** start of Data excerpts **

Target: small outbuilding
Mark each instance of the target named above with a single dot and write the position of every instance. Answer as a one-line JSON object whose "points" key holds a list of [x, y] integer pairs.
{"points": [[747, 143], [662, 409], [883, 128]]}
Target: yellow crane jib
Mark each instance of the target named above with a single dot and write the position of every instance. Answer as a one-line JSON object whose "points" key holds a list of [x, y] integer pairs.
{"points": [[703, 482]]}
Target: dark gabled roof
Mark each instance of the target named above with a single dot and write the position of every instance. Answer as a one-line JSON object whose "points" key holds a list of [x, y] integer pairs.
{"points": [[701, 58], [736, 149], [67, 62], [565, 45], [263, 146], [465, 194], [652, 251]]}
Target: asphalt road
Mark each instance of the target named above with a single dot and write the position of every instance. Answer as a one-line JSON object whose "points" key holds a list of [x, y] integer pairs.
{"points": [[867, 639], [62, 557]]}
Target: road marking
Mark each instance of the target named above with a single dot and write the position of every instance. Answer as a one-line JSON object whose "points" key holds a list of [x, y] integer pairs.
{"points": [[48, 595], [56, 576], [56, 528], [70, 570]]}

** end of Data excerpts **

• [Task directions] Copy every one of the records above word for word, keeping each line unchanged and in the same order.

• [The completed task]
Target: small outbuilding
Mark each instance of the target named above with a single dot and write the position of every instance. Answer as a one-line JSON object whose "points" key holds a list of [x, y] integer pairs.
{"points": [[747, 143], [662, 409], [883, 128]]}
Target: yellow crane jib
Mark each instance of the target named above with a single dot and write the position of every instance. Answer as a one-line JSON object whose "points" key holds a list of [x, y] integer pairs.
{"points": [[703, 482]]}
Target: dark gabled roof
Mark each instance of the target named above with a single dot and write the position of every instance. Answer as a one-line JSON object whose "points" key holds a list of [x, y] integer pairs.
{"points": [[701, 58], [736, 149], [67, 62], [565, 45], [263, 146], [465, 194], [652, 251]]}
Target: asphalt road
Mark each instance of the target named above with a single dot and write the position of every instance. Answer as a one-line JSON object whose "points" key holds a list of [x, y] integer pairs.
{"points": [[867, 639], [62, 557]]}
Target: road marking
Mark each instance of the target named above with a single dot and write the position of every instance. Answer as a one-line JSON object whose "points" key holds a list of [x, y] integer pairs.
{"points": [[48, 595], [56, 576], [56, 528], [70, 570]]}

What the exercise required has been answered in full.